A new study shows that a kind of E. coli most associated with “travelers’ diarrhea” and children in underdeveloped areas of the world causes more severe disease in people with blood type A.The bacteria release a protein that latches onto intestinal cells in people with blood type A, but not blood type O or B, according to a study led by researchers at Washington University School of Medicine in St. Louis.
A vaccine targeting that protein could potentially protect people with type A blood against the deadliest effects of enterotoxigenic
E. coli ( Escherichia coli ) infection, the protein may be responsible for blood-group difference in disease severity. Enterotoxigenic E. coli are responsible for millions of cases of diarrhea and hundreds of thousands of deaths every year, mainly of young children. It primarily infects people living in or visiting developing countries. Some people infected with the bacterium develop severe, cholera-like, watery diarrhea that can be lethal. Others experience unpleasant symptoms but recover easily, while some don’t get sick at all.
━━━━
## REQUIRED WORK
• 1. Name each blood type mentioned in the E. coli text.
• 2. Pick up the text on the E. coli blood-type study after its last sentence and extend it.
━━━━
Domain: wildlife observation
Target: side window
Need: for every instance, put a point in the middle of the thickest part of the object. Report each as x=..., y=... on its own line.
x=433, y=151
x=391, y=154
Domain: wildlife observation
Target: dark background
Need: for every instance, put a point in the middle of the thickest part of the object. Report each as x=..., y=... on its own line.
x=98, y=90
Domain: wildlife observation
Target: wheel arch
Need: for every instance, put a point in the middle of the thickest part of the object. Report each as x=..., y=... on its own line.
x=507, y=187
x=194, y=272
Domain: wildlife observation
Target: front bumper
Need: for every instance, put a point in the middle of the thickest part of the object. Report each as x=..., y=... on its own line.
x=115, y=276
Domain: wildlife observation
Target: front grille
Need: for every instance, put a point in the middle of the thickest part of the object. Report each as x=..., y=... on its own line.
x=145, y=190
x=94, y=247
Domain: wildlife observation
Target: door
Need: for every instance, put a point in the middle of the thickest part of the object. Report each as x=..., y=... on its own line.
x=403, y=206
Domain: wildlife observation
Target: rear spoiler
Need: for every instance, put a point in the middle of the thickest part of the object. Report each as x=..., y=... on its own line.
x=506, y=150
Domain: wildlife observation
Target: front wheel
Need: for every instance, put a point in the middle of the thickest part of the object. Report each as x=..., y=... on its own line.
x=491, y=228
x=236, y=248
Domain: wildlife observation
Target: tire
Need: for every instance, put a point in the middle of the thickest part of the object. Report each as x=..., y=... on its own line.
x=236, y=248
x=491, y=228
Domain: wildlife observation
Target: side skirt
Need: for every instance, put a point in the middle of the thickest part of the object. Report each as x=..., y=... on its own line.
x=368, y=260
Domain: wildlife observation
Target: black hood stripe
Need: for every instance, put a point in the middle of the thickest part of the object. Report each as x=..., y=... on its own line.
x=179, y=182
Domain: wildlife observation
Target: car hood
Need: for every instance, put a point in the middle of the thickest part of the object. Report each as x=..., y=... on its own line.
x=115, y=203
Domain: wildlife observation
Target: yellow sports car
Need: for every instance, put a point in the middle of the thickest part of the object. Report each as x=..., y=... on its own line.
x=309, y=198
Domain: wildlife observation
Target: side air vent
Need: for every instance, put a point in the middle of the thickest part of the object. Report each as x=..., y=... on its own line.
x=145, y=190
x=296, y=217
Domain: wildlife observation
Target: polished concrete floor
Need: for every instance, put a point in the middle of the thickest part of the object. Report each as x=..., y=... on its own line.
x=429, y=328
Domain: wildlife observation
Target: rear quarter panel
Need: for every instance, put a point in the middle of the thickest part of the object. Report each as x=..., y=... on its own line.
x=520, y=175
━━━━
## RESPONSES BY ITEM NUMBER
• 1. A, O, B

• 2.
In controlled human infection clinical trials, researchers at Johns Hopkins University gave healthy volunteers a dose of an E. coli strain originally isolated from a person in Bangladesh with severe, cholera-like diarrhea. Then, they observed the volunteers for five days. Those who developed moderate to severe diarrhea were treated with antibiotics. The disease comes on quickly, so anyone who was still healthy at the end of five days was unlikely to get sick later. Nonetheless, any remaining healthy participants also were given antibiotics to clear the bacteria before going home.
Researchers obtained data and blood samples from 106 people, each of whom participated in one of four such studies, they found that people with blood type A got sick sooner and more seriously than those of other blood types. More than eight out of ten of blood group A people developed diarrhea that required treatment, as compared with about half of people with blood group B or O. Blood groups are based on the sugars that decorate the surface of red blood cells and other cells.
People with group A blood have sugars that are distinct from those present in either B or O blood groups. People with blood group AB carry both A- and B-type sugars on their cells. The researchers found that the bacteria produce a specific protein that sticks to A-type sugars but not B- or O-type sugars on intestinal cells. Since the protein also sticks to E. coli, it effectively fastens the bacteria to the intestinal wall, making it easy for them to deliver diarrhea-causing toxins to intestinal cells.